Aim: Write out the full set of records below exactly.
____ Records for this exercise
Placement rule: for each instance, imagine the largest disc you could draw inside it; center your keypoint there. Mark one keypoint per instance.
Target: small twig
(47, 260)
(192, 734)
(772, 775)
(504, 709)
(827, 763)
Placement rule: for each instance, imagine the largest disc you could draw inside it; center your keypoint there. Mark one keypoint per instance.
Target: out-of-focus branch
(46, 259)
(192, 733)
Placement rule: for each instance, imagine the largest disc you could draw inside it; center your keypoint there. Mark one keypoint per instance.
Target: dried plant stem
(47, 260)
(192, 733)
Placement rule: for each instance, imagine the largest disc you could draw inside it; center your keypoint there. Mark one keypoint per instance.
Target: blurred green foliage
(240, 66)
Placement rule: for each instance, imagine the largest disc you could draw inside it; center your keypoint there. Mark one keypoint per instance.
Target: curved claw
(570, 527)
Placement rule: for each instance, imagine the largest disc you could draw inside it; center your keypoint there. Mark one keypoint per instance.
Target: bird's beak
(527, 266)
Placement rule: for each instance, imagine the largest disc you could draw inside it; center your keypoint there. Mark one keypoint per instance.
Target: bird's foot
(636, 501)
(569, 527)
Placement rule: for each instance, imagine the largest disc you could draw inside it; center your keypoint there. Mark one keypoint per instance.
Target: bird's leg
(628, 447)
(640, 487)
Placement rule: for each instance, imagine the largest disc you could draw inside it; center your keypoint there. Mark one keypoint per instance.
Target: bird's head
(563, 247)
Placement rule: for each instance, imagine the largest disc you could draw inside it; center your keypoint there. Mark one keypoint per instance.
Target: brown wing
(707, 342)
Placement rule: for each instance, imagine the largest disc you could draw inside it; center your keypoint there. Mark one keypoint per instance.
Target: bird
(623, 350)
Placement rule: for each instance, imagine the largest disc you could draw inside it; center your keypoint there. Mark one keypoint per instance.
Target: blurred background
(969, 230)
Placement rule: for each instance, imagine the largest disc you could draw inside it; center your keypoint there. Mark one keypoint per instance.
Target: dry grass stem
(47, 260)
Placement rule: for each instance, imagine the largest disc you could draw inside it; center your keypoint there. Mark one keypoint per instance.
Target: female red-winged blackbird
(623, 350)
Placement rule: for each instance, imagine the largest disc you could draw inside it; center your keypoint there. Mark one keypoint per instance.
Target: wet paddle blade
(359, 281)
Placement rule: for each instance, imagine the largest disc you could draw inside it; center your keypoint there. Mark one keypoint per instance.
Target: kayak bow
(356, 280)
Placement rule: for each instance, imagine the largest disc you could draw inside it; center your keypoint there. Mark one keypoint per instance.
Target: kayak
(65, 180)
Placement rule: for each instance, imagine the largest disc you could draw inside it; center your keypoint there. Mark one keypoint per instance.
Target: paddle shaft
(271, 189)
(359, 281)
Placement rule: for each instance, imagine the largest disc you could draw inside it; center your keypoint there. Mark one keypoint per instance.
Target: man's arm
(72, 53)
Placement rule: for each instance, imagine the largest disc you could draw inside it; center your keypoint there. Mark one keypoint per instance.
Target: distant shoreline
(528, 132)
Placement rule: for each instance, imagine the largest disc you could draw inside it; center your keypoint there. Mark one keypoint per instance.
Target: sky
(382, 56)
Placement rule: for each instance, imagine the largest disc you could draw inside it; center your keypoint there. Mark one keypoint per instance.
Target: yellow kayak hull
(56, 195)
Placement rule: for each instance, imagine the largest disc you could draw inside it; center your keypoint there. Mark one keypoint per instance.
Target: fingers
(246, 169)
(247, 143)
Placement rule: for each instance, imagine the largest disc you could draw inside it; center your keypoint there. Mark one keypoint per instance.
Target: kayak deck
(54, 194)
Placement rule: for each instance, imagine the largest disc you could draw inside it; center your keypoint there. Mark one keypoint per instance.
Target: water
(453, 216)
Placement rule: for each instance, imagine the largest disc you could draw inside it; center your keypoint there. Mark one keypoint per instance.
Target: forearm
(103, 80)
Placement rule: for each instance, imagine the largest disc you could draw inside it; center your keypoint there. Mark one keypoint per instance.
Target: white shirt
________
Result of the task:
Placement rule: for each instance, imagine the largest disc you could draw inside it; center your keypoint there. Mark one keypoint per instance.
Target: small twig
(47, 260)
(192, 734)
(772, 775)
(504, 709)
(827, 763)
Placement rule: for each instance, imagine the largest disc you could draw inside it; center your keypoint there. Mark one keypoint per instance.
Target: out-of-focus branch
(46, 259)
(192, 733)
Placement rule: for each instance, imagine the largest disc you could draw inside it; center your keypoint there. Mark one keypoint per instance.
Target: dried plant stem
(47, 260)
(192, 733)
Placement rule: for each instance, imagine the largest disc you could draw inside it; center your keypoint there. Mark one keypoint per instance.
Target: blurred green foliage
(240, 66)
Placement rule: for each instance, imagine the largest disc you could draw inside it; center your keypoint there. Mark one keypoint per instance.
Target: curved claw
(570, 527)
Placement rule: for each instance, imagine the largest disc you could draw inside it; center your keypoint there. Mark one keypoint per instance.
Target: bird's beak
(527, 266)
Placement rule: for each instance, imagine the largest disc you could draw inside it; center your keypoint there. Mark one keypoint per instance.
Target: bird's foot
(636, 501)
(569, 527)
Placement rule: for each instance, imagine the largest disc you could draw inside it; center your keypoint there. Mark one keypoint per instance.
Target: bird's leg
(628, 447)
(640, 487)
Placement rule: for each instance, imagine the largest disc you could draw inside it; center your keypoint there. Mark one keypoint per instance.
Target: bird's head
(563, 247)
Placement rule: for each instance, imagine the largest disc you could draw inside it; center your keypoint there. Mark one keypoint per instance.
Target: brown wing
(707, 342)
Placement rule: for each instance, imagine the largest disc you could draw inside it; center your keypoint there. Mark one keypoint per instance.
Target: bird
(623, 350)
Placement rule: for each instance, imagine the largest disc you could draw inside it; center your keypoint there. Mark one keypoint per instance.
Target: blurred background
(969, 230)
Placement rule: for each instance, imagine the largest disc you could draw inside it; center your keypoint there. Mark one keypoint per instance.
Target: dry grass stem
(47, 260)
Placement rule: for each instance, imagine the largest disc you could draw inside it; center your keypoint there. Mark one keypoint per instance.
Target: female red-winged blackbird
(623, 350)
Placement rule: for each instance, imagine the largest disc you could draw inside it; center your keypoint there. Mark one keypoint per instance.
Target: wet paddle blade
(359, 281)
Placement rule: for each instance, imagine the largest disc you could draw inside it; center your keypoint there. Mark one keypoint per instance.
Target: kayak bow
(356, 280)
Placement rule: for each instance, imagine the largest disc you could draw inside it; center your keypoint there. Mark one keypoint per instance.
Target: kayak
(65, 180)
Placement rule: for each instance, imagine the largest disc you could draw inside it; center your keypoint there. Mark one keypoint per instance.
Target: paddle shaft
(271, 189)
(359, 281)
Placement rule: for each instance, imagine the largest disc you could draw inside it; center your keypoint there. Mark one keypoint per instance.
Target: man's arm
(72, 53)
Placement rule: for each instance, imagine the largest disc you could draw inside it; center your keypoint there. Mark one keypoint per instance.
Target: distant shoreline
(528, 132)
Placement rule: for each instance, imagine the largest disc you could draw inside it; center your keypoint there. Mark one keypoint per instance.
Target: sky
(382, 56)
Placement rule: for each instance, imagine the largest disc you could draw inside it; center your keypoint there. Mark one keypoint per instance.
Target: yellow kayak hull
(56, 195)
Placement rule: for each instance, imagine the largest disc you could draw inside it; center your keypoint there. Mark one keypoint per instance.
Target: fingers
(246, 169)
(247, 143)
Placement rule: for each instance, imagine the largest disc you could draw inside it; center your keypoint there. Mark one keypoint per instance.
Target: kayak deck
(54, 194)
Placement rule: for each instance, imagine the largest disc you could draw inside it; center your keypoint there. Mark one keypoint per instance.
Target: water
(453, 216)
Placement rule: for each instance, imagine the largest disc you could draw inside it; center your keypoint there. Mark one keypoint per instance.
Target: forearm
(103, 80)
Placement rule: for each instance, imagine the largest disc you could draw inside it; center your keypoint there. Mark one keypoint per instance.
Target: white shirt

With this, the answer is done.